» **Exercise instructions**: Only the lines from the one containing "If you would be willing to tag the cloud" through the end of the material are to be echoed, each exactly as it appears.

§

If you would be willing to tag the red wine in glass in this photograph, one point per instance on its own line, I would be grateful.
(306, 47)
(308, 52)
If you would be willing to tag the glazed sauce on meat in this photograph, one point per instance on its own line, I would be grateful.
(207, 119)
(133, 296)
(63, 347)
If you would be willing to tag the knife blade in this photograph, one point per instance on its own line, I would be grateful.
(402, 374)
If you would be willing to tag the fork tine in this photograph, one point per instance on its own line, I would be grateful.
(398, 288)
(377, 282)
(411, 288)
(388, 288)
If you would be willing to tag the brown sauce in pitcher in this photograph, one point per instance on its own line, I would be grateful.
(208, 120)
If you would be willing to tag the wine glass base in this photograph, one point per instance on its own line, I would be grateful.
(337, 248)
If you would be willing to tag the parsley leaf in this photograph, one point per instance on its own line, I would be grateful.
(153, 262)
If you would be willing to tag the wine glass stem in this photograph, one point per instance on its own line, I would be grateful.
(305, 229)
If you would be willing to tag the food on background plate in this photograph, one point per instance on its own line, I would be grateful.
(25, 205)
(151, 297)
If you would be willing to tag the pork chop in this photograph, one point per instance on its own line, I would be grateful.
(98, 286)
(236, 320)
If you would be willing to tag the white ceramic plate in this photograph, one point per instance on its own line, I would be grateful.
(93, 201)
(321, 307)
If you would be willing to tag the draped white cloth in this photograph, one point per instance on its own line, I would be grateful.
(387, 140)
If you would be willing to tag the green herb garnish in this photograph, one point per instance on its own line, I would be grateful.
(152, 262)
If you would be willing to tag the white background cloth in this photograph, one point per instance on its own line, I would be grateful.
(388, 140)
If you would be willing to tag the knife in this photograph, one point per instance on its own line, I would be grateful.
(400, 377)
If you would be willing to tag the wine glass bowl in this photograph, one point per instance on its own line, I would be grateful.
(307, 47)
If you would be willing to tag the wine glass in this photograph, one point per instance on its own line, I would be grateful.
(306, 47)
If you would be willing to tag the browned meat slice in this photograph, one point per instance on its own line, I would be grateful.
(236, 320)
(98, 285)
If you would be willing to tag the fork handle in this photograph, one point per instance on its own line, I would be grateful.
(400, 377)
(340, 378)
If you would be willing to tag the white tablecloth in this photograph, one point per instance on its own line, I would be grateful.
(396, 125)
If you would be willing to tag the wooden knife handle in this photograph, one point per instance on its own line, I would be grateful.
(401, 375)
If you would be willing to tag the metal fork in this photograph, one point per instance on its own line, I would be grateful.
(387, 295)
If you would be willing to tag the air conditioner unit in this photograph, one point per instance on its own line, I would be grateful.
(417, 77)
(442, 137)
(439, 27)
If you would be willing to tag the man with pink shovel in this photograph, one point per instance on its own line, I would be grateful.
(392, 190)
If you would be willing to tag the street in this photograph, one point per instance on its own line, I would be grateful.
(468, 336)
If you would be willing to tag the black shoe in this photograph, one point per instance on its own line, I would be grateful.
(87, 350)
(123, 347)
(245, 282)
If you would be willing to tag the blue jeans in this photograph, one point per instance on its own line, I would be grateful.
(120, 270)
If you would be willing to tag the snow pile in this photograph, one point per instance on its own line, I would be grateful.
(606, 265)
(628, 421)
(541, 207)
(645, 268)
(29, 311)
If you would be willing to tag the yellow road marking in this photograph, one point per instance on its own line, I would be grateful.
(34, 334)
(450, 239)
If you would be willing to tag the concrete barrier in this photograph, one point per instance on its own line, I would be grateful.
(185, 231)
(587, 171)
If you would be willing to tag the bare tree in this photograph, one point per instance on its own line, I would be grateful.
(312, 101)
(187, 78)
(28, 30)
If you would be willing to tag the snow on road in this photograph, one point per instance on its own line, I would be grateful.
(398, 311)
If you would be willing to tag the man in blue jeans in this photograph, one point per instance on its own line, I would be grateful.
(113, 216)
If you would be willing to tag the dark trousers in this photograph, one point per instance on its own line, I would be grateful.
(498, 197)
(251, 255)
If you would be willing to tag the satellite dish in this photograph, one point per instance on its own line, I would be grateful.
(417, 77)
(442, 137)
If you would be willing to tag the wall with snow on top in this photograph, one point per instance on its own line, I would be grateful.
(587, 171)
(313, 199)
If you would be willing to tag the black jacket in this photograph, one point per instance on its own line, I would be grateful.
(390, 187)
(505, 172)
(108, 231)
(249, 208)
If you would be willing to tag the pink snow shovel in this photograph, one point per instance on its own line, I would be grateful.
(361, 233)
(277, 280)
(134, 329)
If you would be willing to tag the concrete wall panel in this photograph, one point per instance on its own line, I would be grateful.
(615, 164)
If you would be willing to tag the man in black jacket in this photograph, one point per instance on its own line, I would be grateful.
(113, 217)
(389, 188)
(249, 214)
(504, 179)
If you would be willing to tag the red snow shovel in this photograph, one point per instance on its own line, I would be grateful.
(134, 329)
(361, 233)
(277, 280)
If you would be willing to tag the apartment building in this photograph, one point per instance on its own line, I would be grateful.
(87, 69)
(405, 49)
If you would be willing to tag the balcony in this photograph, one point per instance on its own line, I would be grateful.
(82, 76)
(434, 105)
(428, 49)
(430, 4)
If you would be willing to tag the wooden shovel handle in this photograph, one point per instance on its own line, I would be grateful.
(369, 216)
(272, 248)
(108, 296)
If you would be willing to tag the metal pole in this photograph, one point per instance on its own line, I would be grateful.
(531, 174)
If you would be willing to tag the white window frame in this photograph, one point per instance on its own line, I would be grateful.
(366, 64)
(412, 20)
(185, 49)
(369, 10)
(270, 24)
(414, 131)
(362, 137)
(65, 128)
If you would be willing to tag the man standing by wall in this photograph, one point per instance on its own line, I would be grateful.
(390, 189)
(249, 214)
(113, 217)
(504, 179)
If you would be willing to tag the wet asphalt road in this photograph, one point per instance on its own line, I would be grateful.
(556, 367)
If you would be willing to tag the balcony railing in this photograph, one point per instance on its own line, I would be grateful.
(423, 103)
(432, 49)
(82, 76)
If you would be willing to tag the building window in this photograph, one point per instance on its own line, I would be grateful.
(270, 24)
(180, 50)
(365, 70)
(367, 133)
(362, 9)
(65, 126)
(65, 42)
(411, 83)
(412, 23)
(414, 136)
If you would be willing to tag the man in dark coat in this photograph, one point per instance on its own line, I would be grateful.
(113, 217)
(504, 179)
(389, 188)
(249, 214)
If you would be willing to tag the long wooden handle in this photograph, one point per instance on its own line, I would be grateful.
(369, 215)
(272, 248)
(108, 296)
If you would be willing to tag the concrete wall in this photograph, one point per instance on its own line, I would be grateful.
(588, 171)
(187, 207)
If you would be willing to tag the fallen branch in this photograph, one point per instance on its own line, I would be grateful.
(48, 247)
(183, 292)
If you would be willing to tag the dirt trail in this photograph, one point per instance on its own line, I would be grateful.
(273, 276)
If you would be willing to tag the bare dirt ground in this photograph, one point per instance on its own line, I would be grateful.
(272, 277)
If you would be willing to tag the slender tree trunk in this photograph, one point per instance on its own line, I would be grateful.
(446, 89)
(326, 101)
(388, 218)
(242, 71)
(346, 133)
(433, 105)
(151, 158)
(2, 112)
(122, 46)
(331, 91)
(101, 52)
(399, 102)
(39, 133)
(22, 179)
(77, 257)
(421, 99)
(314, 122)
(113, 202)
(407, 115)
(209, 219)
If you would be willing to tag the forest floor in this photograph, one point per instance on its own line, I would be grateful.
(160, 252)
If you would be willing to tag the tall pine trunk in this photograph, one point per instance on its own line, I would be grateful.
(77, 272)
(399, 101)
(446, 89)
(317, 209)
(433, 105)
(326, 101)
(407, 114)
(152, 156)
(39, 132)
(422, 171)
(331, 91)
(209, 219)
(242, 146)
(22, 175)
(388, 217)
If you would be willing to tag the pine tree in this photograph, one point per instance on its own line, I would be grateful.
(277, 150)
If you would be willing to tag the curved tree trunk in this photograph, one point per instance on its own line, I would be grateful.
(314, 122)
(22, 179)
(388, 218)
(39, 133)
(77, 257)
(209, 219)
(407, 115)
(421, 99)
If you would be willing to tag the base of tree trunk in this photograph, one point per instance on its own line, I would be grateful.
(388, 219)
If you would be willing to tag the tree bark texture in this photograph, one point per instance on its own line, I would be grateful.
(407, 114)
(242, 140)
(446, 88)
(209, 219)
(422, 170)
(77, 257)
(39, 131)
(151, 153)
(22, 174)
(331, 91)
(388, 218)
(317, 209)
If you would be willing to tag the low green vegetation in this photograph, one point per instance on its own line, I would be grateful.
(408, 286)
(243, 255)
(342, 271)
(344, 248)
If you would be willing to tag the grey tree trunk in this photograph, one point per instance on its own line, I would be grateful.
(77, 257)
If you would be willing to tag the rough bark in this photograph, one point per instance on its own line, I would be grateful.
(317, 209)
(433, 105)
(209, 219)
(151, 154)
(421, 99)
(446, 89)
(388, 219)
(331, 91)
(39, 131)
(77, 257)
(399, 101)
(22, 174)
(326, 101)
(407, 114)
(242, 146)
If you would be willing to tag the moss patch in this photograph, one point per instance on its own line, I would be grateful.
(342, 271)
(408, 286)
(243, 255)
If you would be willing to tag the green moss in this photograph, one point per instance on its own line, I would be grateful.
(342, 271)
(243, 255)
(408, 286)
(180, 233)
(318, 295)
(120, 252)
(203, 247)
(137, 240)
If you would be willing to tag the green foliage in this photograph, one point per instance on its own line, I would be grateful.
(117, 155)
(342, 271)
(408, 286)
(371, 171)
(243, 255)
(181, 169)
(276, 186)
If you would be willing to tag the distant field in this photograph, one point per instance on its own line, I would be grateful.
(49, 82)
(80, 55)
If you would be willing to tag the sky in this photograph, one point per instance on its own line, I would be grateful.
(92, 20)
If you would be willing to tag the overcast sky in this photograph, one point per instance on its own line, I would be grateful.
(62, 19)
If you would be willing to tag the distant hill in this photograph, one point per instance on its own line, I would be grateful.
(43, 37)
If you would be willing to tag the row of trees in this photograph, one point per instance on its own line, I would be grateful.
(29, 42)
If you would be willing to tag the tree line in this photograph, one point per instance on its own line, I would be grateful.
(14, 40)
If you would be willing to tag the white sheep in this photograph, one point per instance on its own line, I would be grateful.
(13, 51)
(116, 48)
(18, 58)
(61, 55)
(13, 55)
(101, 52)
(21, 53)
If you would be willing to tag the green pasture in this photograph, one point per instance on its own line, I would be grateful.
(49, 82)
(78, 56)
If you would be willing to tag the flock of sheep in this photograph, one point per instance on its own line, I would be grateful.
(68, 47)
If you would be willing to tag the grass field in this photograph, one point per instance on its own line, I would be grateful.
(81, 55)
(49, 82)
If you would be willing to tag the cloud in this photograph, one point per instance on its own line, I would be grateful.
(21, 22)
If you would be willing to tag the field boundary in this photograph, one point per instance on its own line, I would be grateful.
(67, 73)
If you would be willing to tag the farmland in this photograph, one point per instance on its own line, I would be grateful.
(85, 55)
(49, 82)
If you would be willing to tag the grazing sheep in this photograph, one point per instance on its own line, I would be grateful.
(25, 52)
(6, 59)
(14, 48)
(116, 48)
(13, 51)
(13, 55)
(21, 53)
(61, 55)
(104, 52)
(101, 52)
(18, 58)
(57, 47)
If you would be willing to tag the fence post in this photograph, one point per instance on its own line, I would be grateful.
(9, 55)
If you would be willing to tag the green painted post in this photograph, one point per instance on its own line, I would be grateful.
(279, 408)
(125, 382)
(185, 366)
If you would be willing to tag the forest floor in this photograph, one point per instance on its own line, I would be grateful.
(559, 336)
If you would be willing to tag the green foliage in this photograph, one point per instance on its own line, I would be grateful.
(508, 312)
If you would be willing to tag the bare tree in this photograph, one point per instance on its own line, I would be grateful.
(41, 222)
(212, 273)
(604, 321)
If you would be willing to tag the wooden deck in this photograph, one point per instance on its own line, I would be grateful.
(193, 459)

§

» **Exercise solution**:
If you would be willing to tag the cloud in this photograph, one point per instance on its own line, I would be grateful.
(21, 22)
If you would be willing to tag the field boundary in this photograph, one point per instance on its own line, I would be grateful.
(67, 73)
If you would be willing to tag the farmland in this photograph, one point per instance on its own line, I would be grateful.
(85, 55)
(49, 82)
If you would be willing to tag the grazing sheep in this photograph, one point per instance on its own line, I would be grateful.
(25, 52)
(6, 59)
(14, 48)
(116, 48)
(13, 51)
(13, 55)
(21, 53)
(61, 55)
(104, 52)
(101, 52)
(18, 58)
(57, 47)
If you would be willing to tag the fence post in this photograph, one point per instance on its own line, I would be grateful.
(9, 55)
If you would be willing to tag the green painted post in this photograph, one point per instance on its own line, I would be grateful.
(279, 408)
(125, 382)
(185, 366)
If you would be willing to tag the forest floor in this photograph, one point per instance on its own line, I would be grateful.
(559, 336)
If you would be willing to tag the green foliage in this photograph, one point per instance on its own line, I would be grateful.
(508, 312)
If you would be willing to tag the bare tree in this photograph, one point per instance on its own line, I would be grateful.
(41, 222)
(212, 273)
(604, 321)
If you would be willing to tag the wooden deck in this photograph, one point per instance on its own line, I would be grateful.
(193, 459)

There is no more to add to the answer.